** Begin Rows **

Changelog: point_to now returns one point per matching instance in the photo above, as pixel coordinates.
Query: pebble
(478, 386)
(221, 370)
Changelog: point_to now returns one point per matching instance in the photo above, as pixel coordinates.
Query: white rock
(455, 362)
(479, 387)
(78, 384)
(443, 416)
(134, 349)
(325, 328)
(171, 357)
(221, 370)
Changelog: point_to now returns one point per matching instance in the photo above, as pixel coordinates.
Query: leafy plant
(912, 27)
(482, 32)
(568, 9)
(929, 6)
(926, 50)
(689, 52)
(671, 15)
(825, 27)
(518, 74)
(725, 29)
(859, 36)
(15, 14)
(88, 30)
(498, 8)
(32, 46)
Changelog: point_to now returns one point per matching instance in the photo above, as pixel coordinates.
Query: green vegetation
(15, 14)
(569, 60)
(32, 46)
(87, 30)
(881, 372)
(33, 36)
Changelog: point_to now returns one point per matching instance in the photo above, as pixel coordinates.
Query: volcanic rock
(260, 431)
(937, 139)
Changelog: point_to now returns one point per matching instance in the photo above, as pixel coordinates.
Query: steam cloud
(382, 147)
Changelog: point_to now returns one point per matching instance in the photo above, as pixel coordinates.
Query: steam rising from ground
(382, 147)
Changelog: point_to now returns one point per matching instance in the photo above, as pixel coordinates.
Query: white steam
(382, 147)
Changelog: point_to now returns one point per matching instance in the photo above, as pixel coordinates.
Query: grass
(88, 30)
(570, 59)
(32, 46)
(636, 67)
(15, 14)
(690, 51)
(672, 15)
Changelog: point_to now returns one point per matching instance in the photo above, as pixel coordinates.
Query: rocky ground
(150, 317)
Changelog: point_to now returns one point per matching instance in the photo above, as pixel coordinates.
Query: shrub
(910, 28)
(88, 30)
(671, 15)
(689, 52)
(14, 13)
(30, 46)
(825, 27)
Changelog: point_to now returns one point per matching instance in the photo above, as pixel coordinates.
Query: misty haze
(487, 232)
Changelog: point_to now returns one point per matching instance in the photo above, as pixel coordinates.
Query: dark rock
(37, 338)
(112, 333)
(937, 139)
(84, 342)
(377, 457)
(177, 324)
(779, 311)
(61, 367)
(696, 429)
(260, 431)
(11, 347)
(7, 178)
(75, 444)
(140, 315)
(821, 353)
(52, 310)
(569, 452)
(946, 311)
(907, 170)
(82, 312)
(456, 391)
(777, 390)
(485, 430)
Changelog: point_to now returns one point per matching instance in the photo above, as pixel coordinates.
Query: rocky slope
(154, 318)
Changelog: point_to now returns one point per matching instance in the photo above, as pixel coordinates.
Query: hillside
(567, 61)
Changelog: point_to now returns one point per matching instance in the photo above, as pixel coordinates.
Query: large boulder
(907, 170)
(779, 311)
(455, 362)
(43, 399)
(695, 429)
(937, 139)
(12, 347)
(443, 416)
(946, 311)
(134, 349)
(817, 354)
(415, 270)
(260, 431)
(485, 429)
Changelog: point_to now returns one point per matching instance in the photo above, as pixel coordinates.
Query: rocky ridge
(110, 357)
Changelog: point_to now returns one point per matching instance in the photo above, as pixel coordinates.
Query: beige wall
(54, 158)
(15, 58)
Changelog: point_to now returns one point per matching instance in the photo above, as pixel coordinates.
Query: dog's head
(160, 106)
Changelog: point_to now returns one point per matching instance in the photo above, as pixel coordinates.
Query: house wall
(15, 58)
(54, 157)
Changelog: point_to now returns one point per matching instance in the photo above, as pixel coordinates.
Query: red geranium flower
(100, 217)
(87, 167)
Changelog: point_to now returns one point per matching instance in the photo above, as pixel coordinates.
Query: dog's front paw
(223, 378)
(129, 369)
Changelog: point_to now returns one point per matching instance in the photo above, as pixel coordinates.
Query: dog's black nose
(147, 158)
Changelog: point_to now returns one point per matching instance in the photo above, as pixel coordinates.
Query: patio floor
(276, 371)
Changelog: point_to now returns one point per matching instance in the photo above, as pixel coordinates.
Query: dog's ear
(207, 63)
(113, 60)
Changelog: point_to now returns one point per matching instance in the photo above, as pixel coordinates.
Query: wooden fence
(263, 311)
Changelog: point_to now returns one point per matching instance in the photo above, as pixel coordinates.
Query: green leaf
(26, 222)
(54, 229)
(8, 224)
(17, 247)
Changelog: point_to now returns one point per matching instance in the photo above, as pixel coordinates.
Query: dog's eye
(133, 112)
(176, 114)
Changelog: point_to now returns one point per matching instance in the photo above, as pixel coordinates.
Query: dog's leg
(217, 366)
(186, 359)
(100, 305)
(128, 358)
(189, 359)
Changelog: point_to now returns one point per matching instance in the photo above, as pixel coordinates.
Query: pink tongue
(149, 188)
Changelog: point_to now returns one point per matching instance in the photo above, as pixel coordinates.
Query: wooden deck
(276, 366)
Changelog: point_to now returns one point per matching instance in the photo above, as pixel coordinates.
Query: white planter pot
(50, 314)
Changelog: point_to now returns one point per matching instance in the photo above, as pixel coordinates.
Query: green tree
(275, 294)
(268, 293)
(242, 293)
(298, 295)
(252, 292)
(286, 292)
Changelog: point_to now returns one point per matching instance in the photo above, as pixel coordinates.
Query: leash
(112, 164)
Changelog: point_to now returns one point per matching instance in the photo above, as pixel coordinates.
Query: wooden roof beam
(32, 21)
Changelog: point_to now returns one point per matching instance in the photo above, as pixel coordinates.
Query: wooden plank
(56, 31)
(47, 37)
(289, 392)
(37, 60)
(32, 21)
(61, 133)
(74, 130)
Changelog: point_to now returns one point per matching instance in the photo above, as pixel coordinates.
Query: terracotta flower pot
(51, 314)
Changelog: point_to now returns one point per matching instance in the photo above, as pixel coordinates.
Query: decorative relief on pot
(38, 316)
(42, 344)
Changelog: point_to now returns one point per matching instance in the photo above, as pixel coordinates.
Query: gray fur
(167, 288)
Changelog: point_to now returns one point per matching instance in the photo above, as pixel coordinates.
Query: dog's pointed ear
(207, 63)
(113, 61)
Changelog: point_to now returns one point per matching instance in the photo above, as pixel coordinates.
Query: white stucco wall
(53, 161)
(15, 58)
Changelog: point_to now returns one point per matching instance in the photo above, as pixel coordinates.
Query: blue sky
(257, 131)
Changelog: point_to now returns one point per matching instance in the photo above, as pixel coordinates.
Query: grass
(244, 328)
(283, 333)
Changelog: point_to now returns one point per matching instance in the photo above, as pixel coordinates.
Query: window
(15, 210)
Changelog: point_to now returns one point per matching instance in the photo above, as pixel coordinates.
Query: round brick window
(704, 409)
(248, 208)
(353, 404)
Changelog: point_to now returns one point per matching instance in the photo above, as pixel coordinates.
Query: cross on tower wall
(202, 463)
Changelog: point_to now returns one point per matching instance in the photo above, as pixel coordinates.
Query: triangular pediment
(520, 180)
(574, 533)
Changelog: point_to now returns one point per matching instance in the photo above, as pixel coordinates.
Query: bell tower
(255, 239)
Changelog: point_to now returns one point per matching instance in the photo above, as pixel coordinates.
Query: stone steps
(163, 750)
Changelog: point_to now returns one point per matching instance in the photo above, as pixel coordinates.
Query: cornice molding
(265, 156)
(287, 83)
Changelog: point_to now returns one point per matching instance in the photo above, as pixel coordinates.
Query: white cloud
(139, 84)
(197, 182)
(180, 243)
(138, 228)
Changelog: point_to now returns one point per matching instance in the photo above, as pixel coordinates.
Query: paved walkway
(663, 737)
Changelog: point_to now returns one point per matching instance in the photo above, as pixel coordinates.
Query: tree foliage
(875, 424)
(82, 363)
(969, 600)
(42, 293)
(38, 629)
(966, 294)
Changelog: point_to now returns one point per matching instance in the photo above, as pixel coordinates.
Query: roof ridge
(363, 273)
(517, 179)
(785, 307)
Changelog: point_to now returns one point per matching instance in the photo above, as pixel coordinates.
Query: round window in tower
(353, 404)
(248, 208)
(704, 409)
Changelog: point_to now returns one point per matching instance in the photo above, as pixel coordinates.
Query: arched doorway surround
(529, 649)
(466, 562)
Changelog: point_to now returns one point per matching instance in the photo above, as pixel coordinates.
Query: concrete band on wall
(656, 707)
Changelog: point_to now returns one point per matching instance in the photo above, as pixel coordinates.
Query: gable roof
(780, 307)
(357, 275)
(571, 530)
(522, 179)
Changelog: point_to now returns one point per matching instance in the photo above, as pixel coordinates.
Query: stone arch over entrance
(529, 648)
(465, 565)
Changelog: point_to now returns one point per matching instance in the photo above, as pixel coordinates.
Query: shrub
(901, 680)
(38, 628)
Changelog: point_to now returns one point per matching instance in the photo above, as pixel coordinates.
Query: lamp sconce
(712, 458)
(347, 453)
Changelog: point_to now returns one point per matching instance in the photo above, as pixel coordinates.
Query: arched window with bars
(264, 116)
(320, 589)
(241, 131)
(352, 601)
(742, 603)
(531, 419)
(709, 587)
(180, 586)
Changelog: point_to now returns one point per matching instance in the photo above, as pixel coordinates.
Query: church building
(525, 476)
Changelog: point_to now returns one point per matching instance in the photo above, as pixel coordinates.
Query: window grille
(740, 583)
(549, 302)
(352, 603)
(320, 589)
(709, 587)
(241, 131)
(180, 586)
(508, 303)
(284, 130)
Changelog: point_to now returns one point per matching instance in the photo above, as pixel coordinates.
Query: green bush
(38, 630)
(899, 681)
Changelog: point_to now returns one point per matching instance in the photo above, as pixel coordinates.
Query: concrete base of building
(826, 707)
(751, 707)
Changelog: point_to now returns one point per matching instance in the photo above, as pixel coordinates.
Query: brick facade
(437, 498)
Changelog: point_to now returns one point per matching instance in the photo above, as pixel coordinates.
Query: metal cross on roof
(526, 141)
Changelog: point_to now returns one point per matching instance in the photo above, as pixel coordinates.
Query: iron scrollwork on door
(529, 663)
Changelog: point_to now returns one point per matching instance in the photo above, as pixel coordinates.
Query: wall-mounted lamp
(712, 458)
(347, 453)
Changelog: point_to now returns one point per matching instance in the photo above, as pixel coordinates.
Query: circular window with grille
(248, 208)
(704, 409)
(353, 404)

** End Rows **

State how many lines of the entries above contain the word "arched". Give only the number.

2